Problem to solve:
Turn every line from the very first one down to the line containing "345;232;356;250", both included, into a numbered list, leaving out any blank lines.

Material for this exercise:
··········
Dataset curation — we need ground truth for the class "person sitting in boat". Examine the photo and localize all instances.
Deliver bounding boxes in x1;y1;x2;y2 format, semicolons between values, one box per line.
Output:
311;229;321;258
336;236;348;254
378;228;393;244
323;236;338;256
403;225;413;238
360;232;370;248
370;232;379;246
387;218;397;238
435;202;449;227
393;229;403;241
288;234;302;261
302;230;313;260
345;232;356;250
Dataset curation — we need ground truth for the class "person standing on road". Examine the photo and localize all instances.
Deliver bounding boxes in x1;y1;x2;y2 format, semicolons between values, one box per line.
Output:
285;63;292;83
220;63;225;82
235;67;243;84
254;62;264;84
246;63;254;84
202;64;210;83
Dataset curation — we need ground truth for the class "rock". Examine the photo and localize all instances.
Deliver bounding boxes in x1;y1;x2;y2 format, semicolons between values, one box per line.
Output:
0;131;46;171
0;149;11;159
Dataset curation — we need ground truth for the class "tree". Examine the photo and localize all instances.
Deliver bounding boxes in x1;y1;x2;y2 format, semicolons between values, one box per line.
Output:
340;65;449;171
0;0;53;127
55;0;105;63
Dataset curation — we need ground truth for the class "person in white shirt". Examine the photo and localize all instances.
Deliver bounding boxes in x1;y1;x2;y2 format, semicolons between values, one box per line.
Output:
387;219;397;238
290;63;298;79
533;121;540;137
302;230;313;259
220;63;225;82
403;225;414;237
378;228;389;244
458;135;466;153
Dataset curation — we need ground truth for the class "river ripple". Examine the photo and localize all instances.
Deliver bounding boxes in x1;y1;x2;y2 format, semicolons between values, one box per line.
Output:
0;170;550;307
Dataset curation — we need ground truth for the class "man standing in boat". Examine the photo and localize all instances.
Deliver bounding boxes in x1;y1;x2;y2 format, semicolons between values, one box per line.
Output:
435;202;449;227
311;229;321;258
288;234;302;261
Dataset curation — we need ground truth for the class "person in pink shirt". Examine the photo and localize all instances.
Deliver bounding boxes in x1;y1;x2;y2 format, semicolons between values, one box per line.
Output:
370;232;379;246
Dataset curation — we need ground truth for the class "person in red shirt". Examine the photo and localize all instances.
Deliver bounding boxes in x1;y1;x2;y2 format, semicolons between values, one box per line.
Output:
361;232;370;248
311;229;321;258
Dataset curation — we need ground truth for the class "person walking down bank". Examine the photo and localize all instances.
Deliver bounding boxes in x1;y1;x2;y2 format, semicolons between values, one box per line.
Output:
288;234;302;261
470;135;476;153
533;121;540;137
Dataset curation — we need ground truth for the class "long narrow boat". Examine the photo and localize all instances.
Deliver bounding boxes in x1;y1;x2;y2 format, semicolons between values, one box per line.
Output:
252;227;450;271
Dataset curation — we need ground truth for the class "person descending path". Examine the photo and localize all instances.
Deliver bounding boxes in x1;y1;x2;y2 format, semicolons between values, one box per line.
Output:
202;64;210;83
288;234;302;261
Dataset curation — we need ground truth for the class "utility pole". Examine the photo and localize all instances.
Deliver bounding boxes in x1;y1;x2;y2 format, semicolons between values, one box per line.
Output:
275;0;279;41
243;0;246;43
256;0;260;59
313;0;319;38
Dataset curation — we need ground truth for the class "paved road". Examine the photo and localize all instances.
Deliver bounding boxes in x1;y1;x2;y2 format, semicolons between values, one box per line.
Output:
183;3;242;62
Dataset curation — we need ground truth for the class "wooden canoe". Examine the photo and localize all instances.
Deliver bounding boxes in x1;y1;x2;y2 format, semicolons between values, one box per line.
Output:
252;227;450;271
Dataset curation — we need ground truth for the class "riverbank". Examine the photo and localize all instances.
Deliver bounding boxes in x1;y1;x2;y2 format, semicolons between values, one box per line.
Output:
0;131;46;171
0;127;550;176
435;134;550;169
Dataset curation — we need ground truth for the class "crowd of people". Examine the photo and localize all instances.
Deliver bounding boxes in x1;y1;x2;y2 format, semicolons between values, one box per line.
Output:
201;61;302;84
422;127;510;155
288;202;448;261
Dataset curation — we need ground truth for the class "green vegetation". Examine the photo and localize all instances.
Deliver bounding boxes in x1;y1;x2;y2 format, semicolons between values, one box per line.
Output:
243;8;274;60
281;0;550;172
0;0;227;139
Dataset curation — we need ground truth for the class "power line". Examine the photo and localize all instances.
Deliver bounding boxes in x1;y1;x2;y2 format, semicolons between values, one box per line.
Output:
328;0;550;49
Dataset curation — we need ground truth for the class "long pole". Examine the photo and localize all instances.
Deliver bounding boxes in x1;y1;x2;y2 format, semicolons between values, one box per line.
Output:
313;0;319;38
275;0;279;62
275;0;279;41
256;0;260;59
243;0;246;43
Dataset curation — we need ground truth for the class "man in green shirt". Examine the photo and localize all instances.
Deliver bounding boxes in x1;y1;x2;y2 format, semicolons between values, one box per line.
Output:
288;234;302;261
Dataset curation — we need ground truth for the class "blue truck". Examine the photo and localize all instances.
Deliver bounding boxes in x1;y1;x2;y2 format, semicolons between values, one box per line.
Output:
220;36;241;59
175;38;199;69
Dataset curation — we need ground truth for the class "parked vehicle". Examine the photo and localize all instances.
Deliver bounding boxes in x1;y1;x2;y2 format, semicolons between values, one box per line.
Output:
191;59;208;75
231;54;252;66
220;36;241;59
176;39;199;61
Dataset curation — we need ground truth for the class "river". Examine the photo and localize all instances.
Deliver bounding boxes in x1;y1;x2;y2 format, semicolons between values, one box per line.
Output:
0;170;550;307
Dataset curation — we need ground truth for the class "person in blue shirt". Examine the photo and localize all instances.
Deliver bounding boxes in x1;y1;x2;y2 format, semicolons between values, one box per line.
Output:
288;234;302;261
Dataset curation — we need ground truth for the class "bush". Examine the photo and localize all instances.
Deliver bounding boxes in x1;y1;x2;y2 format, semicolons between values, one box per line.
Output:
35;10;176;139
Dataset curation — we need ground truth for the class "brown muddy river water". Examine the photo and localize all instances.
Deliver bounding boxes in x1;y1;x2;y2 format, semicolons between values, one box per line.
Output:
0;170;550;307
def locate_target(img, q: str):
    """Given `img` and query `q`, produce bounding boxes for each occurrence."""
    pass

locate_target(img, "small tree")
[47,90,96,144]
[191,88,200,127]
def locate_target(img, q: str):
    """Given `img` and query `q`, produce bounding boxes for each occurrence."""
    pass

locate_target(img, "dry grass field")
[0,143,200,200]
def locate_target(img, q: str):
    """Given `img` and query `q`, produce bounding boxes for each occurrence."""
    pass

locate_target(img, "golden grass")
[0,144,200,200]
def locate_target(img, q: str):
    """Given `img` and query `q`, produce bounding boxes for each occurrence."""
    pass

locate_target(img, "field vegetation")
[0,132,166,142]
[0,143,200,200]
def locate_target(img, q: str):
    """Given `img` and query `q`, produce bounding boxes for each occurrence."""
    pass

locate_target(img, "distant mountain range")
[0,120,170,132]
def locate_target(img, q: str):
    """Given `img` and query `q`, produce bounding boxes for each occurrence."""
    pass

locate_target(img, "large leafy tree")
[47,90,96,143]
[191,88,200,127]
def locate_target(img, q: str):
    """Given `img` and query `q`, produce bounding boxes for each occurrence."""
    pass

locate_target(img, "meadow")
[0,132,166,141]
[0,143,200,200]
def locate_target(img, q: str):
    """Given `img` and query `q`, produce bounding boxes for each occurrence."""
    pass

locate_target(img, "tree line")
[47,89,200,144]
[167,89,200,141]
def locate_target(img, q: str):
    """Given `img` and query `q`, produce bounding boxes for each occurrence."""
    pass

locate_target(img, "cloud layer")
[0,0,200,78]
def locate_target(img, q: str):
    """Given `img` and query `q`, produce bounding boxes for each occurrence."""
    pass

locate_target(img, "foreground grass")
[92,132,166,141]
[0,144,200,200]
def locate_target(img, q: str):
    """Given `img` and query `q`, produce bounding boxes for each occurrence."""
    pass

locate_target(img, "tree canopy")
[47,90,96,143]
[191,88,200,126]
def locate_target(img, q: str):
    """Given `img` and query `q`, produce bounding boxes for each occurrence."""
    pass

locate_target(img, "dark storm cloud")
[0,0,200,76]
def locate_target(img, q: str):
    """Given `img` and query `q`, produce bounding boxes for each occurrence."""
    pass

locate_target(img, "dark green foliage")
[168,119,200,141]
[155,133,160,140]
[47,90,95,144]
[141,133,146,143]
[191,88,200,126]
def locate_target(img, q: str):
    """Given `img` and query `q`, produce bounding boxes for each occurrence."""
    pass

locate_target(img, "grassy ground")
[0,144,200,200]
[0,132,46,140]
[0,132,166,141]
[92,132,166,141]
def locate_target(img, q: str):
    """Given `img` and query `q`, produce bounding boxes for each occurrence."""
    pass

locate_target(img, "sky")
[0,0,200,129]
··········
Exercise output:
1. Dataset curation — we need ground truth for the class "person sitting in boat". Examine the photo and localize all instances.
2. Deliver bounding boxes in x1;y1;x2;y2 format, semicolons between values, one box per line.
3. Output:
4. 311;229;321;258
5. 336;236;348;254
6. 378;228;393;244
7. 323;236;338;256
8. 403;225;413;238
9. 360;232;370;248
10. 370;232;379;246
11. 387;218;397;238
12. 435;202;449;227
13. 393;229;403;241
14. 288;234;302;261
15. 302;230;313;260
16. 345;232;356;250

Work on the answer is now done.